§ SOURCE PASSAGE

I’m focusing a little bit on hyperthyroid conditions, but the same can be said with hypothyroid conditions. For example, some sources claim that coconut oil is a cure for hypothyroidism, and as a result some people stop taking synthetic or natural thyroid hormone and simply take coconut oil. It really doesn’t matter whether you have a hypothyroid or hyperthyroid condition, as either way there is a lot of false information out there. There obviously is no magic cure for these conditions, as it usually takes a combination of diet, lifestyle changes, and supplementation to restore one’s health back to normal.

§ ENTRIES PROVIDED
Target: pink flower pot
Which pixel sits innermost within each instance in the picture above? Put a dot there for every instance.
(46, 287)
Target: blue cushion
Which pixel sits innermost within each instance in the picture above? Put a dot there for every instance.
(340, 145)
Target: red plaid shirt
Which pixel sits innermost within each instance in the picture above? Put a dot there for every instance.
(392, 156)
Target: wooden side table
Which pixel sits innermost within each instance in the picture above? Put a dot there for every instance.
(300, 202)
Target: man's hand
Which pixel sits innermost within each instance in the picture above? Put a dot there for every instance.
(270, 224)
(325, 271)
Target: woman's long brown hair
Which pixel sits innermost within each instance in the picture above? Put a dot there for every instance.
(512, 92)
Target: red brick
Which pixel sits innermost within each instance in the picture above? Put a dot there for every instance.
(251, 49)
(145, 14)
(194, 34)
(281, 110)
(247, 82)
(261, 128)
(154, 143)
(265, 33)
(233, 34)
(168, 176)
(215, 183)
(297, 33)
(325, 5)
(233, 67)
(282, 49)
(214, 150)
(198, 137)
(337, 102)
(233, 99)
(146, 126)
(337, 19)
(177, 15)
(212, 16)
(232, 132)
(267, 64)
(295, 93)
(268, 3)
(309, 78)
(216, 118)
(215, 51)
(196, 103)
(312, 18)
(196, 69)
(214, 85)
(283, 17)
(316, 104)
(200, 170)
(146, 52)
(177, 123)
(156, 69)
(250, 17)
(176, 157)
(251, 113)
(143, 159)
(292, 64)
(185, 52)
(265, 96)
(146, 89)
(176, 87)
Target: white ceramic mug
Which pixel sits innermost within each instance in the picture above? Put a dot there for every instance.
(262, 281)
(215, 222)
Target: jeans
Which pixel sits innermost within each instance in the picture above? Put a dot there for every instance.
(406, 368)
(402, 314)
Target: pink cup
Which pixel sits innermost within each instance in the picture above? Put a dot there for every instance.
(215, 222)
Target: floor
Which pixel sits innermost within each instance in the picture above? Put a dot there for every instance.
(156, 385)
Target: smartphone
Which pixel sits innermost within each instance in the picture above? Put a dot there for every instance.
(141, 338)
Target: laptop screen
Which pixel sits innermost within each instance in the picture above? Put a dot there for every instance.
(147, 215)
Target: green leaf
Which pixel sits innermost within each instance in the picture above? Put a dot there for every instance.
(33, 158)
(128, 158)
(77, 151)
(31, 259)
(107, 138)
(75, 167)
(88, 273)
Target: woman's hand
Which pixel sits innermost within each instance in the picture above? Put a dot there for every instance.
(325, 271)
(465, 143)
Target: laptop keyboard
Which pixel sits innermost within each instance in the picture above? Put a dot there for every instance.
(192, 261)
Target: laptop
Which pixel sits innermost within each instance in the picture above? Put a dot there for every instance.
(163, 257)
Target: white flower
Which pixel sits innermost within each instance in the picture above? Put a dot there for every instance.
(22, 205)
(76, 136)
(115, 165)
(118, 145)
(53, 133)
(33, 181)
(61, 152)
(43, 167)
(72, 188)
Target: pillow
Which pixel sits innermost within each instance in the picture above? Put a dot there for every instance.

§ APPLY WHAT YOU READ
• 1. From the thyroid passage, extract the words starting at "I’m focusing a" and ending at "back to normal.".
• 2. Decide whether each statement agrees with the thyroid passage. Answer yes or no for each and quote the deciding words exactly. (a) The passage presents coconut oil as a real cure for hypothyroidism. (b) According to the passage, getting health back to normal usually takes a combination of diet, lifestyle changes, and supplementation. (c) The passage says false information concerns only hyperthyroid conditions.
The entries have nothing to do with the thyroid passage.

§ SOLUTIONS IN ORDER
• 1.
I’m focusing a little bit on hyperthyroid conditions, but the same can be said with hypothyroid conditions. For example, some sources claim that coconut oil is a cure for hypothyroidism, and as a result some people stop taking synthetic or natural thyroid hormone and simply take coconut oil. It really doesn’t matter whether you have a hypothyroid or hyperthyroid condition, as either way there is a lot of false information out there. There obviously is no magic cure for these conditions, as it usually takes a combination of diet, lifestyle changes, and supplementation to restore one’s health back to normal.

• 2.
(a) No: "There obviously is no magic cure for these conditions"
(b) Yes: "it usually takes a combination of diet, lifestyle changes, and supplementation to restore one’s health back to normal"
(c) No: "It really doesn’t matter whether you have a hypothyroid or hyperthyroid condition, as either way there is a lot of false information out there"